* BEGIN PROVIDED RECORDS *

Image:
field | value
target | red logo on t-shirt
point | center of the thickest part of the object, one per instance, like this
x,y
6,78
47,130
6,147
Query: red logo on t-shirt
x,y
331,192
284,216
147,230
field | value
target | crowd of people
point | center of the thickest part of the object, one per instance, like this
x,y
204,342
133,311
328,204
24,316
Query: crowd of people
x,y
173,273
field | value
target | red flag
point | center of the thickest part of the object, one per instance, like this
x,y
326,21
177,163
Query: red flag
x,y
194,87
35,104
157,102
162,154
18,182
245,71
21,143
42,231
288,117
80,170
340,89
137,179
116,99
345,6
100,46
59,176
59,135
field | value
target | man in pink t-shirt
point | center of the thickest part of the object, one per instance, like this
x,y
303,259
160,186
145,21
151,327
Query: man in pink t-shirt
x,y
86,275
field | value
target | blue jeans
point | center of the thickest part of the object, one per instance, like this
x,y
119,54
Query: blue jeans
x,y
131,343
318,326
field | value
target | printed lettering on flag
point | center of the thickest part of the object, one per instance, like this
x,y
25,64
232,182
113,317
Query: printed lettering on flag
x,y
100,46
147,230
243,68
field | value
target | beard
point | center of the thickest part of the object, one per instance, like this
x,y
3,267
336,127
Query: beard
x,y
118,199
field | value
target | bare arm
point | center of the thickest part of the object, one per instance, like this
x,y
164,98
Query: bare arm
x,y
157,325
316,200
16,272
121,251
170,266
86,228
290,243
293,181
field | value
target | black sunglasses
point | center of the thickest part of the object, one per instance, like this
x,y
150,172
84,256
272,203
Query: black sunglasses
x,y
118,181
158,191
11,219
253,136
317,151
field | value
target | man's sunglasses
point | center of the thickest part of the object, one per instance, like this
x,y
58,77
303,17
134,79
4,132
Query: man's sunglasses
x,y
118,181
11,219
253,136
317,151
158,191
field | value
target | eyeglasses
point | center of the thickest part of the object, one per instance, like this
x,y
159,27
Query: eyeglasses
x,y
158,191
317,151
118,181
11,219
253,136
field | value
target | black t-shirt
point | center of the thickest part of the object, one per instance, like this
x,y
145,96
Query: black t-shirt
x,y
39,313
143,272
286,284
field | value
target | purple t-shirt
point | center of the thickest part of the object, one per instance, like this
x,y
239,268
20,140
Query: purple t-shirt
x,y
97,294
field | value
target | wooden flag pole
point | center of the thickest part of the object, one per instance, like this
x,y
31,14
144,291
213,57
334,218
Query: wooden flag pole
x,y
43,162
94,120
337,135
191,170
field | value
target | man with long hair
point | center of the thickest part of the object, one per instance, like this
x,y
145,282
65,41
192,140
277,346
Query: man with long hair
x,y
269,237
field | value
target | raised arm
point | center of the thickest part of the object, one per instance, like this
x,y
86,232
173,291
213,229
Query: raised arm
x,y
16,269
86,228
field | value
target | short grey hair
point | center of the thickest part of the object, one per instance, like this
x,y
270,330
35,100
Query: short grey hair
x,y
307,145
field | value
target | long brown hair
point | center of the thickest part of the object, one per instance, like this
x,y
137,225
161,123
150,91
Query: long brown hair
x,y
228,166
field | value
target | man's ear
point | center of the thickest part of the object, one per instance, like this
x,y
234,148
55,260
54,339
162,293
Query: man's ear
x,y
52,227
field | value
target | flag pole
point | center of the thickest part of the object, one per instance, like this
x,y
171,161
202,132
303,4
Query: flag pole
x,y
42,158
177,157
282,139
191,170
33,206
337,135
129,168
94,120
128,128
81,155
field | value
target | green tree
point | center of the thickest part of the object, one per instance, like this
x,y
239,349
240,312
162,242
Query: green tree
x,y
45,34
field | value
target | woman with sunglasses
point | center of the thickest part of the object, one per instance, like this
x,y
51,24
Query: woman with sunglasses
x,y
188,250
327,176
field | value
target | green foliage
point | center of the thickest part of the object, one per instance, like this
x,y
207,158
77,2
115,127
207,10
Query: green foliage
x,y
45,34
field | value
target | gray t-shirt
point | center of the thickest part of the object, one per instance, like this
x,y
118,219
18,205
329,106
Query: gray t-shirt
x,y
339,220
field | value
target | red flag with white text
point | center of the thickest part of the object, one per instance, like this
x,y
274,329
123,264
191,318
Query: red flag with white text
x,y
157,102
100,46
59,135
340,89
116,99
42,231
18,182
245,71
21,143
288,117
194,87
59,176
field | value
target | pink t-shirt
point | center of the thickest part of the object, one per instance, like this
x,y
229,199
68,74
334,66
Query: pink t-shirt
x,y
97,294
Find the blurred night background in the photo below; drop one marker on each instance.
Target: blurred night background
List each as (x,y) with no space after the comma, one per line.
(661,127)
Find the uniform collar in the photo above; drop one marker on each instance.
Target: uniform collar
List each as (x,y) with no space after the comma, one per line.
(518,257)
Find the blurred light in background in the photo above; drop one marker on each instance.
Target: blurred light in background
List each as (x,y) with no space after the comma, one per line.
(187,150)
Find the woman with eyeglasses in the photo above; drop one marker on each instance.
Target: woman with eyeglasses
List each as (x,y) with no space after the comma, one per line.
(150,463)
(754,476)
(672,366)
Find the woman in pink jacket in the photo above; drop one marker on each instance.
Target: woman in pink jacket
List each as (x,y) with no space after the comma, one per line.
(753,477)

* END PROVIDED RECORDS *

- DIRECTIVE -
Find the line containing "Find the blurred night", then output it and every line after it to the end of the data, exactly.

- SOLUTION TO THIS PROBLEM -
Find the blurred night background in the photo below; drop one marker on each instance.
Target: blurred night background
List each as (x,y) with no space after the comma, one per line.
(661,127)
Find the uniform collar in the photo above; drop one marker on each instance.
Target: uniform collar
List each as (x,y) with no space after the comma, one per line.
(518,257)
Find the blurred light in background in the photo above; drop one marker on each instance.
Target: blurred light in background
List each as (x,y) with no space after the comma, one per line.
(187,150)
Find the woman with eyeglasses in the photo above; drop one marker on each instance.
Target: woman with eyeglasses
List each as (x,y) with no space after the comma, one per line.
(150,463)
(754,476)
(672,366)
Find the woman in pink jacket in the photo above; drop one marker on each instance.
Target: woman in pink jacket
List each as (x,y) with no space after the comma, one per line.
(753,477)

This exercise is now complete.